*Data supplied*
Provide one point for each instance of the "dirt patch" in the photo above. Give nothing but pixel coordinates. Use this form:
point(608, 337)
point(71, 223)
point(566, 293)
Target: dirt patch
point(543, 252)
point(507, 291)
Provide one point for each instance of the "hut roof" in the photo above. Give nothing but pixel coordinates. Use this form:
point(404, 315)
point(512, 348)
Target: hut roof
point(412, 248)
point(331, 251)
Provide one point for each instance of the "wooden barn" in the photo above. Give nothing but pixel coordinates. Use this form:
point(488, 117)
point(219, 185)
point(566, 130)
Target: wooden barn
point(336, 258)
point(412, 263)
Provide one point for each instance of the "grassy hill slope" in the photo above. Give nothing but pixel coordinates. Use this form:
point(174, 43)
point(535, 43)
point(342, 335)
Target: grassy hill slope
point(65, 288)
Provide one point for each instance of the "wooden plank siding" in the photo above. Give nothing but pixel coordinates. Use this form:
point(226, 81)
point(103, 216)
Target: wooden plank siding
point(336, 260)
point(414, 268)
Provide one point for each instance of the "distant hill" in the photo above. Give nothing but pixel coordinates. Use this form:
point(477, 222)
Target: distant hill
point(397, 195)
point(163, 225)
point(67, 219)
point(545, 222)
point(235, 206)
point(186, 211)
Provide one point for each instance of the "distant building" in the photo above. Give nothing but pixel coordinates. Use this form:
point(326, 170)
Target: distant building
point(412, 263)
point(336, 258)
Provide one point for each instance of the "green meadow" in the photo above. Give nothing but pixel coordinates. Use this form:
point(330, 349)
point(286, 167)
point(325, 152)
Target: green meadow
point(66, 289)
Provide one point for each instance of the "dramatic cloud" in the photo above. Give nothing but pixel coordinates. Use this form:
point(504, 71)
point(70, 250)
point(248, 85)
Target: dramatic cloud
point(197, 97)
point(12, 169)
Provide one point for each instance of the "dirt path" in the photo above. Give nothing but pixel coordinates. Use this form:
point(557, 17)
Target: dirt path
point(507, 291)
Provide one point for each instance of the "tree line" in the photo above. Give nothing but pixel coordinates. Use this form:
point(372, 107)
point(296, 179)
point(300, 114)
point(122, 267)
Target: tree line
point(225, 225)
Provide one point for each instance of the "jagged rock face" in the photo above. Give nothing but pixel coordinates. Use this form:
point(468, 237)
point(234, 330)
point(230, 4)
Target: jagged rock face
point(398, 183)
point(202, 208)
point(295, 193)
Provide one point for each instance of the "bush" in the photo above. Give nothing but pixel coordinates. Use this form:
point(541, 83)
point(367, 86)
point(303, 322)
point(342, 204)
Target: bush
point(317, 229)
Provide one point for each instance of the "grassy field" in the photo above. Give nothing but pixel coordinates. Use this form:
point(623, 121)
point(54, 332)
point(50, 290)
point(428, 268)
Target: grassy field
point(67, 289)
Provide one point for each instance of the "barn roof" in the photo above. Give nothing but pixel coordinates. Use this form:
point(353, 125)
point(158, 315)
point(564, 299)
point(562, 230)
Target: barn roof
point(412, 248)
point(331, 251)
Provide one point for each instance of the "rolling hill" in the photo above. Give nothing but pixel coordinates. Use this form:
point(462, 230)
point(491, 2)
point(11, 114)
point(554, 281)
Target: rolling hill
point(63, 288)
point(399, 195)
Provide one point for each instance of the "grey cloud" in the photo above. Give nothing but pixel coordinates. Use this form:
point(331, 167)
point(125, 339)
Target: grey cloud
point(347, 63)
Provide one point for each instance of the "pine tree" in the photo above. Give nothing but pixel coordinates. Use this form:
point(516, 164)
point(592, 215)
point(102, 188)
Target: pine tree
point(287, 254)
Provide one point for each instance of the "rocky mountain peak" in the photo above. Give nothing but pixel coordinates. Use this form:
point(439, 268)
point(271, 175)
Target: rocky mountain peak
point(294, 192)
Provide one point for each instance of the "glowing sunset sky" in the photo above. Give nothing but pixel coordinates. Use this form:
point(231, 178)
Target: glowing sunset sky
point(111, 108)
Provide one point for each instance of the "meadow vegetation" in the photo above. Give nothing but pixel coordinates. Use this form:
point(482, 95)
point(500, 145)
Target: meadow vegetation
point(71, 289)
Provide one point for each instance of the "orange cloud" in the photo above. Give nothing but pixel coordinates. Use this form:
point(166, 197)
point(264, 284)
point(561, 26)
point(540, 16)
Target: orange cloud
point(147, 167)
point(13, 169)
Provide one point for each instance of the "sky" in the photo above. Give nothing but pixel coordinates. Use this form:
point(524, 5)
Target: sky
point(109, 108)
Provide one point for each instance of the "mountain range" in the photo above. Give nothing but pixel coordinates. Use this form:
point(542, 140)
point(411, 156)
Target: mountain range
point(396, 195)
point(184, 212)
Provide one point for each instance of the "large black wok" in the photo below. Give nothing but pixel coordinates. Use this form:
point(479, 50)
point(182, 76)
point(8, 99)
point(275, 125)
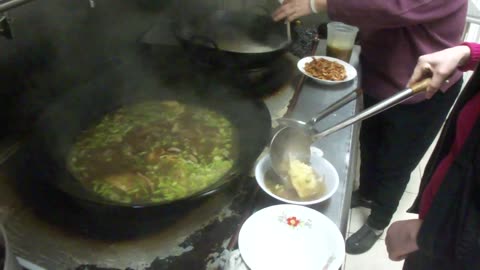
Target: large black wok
point(232, 38)
point(44, 155)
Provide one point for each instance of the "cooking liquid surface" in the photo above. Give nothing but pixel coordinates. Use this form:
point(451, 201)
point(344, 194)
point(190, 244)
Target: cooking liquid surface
point(153, 152)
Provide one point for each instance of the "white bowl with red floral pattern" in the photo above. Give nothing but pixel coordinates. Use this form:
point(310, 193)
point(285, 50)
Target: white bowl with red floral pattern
point(286, 237)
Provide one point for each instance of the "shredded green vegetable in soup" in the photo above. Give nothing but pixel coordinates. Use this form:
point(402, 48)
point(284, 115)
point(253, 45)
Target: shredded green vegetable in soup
point(155, 151)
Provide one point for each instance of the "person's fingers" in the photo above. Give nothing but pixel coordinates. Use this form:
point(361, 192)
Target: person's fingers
point(283, 12)
point(436, 83)
point(421, 70)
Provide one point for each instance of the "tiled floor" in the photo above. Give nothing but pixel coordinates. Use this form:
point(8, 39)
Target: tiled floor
point(377, 257)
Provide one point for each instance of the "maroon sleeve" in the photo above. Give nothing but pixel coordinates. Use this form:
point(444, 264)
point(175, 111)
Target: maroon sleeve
point(474, 56)
point(382, 14)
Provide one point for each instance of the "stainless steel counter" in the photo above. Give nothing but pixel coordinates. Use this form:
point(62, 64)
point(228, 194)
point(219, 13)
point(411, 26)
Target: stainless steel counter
point(36, 241)
point(340, 148)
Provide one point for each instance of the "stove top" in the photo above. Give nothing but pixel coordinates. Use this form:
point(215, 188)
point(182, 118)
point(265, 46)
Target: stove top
point(49, 230)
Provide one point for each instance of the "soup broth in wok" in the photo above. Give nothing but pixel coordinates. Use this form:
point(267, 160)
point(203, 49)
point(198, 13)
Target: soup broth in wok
point(155, 151)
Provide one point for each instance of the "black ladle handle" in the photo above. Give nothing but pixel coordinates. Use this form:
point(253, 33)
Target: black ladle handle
point(203, 41)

*Exercise prompt*
How many lines of the entries above contain the string "handle", with case counting? Reply with the number alone.

*The result*
2